-- Reading passage follows --
You might be thinking that a well designed memeplex like this had to be designed by someone. But of course it did not. It evolved by the Darwinian process of copying with variation and selection. The way to think of it is like this. Over the past few millennia there have been countless small sects with charismatic leaders and crazy ideas that sprung up all over the world. Any that happened to have good meme tricks would spread more easily. If a tradition got going, different interpretations would compete for followers and so on. In the end the memeplexes that survived were the ones that, just by recombination and thousands of years of competition, had whatever it takes to get into people’s heads young and stick there. So that is the situation we have today. Billions of people all over the world are infected with the idea of God.

Is that such a bad thing? Oh yes. There are not just the religious wars and killing, but the way God is used to justify appalling oppression of women, restriction of free learning, and the creation of oppressive societies. And there’s one last trick that I didn’t mention – the altruism trick. I am really not quite sure how the religions pull this one off, but they do. Somehow or other they claim to have the moral high ground. They convince people that believing in God makes you a better person. Now it is true that many people who believe in God give money to the poor and act in wonderfully altruistic and generous ways., but I am not convinced that they aren’t just nice people who would do so in any case. Certainly people give a lot of money to their churches, mosques and synagogues but a great deal of that money goes to the glorification of the religion, the buildings, the fancy costumes, and the services – in other words for the propagation of the memes. But what about the wider effects. Some recent research by Gregory Paul has compared different developed societies on such moral indicators as murder, violent crime, suicide, teenage pregnancy and sexually transmitted disease – just those things that believers in God claim that faith helps to reduce. The evidence suggests otherwise. Paul found a strong positive correlation – those countries with the highest levels of belief in a creator god are those with the lowest levels of societal health – more murder, more suicide, and more sexually transmitted disease, even though these things are supposed to be forbidden.
-- Reading passage concluded --
-- Data for analysis follows --
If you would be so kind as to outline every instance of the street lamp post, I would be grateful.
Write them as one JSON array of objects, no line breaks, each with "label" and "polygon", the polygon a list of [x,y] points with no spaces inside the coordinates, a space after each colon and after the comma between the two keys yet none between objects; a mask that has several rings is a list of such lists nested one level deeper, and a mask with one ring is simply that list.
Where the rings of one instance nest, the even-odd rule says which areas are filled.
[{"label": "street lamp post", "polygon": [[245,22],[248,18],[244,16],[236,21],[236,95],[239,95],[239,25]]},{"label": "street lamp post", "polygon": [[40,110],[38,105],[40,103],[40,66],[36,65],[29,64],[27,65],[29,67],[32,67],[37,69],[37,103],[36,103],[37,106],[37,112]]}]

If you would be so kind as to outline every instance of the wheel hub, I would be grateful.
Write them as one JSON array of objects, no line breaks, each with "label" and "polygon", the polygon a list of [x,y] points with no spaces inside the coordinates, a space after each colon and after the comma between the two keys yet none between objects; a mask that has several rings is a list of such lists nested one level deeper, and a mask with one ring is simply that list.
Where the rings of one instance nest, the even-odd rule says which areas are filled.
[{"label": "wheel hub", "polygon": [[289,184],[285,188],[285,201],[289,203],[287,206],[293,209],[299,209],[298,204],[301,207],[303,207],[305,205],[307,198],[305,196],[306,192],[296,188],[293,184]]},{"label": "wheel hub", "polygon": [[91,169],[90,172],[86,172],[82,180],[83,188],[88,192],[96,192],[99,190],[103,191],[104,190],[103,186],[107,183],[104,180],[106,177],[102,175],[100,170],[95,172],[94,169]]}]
-- Data for analysis concluded --
Resume the passage about belief in God as a memeplex, writing on from its final sentence.

▶ [Expected answer]:
Finally, these memes seem to have pulled off the trick of persuading the rest of us that we should respect people’s faith; that we should not offend them by questioning their bizarre beliefs, and that we should accept some of the terrible things they do in the name of their God. Of course they do – because otherwise the power of the God meme is under threat. I say we should not be bamboozled this way. When we understand the way these pernicious memes work we can see why we have to stand up to their nasty tricks and why we shall all be better off if we can rid the mind of God.

But there is one last difficulty in our way. I have argued that since memes have been around, which is probably about 2 and a half million years, they have been driving human evolution to create brains that are specially good at copying them. This is why we have such enormous brains; this is why we have language, but it is also why we have a tendency to adopt religious beliefs. Our long history of co-evolution with religious memes means that our brains are especially susceptible to them. So the task is even harder.

So – can we rid the mind of God? Can we rid the body of bird flu? Can we rid the planet of smallpox? As with all diseases, if you understand how they infect people and spread, then you can give the right treatment. When you give people’s immune system the best possible chance, then they will heal themselves. We may never entirely eradicate a meme of such craftiness, but we know how to give people’s memetic immune system the best possible chance – encourage free thought, good education, critical thinking, and above all free speech. Then the god meme’s cheap tricks will cease to work their magic and finally, perhaps, we can rid the mind of god.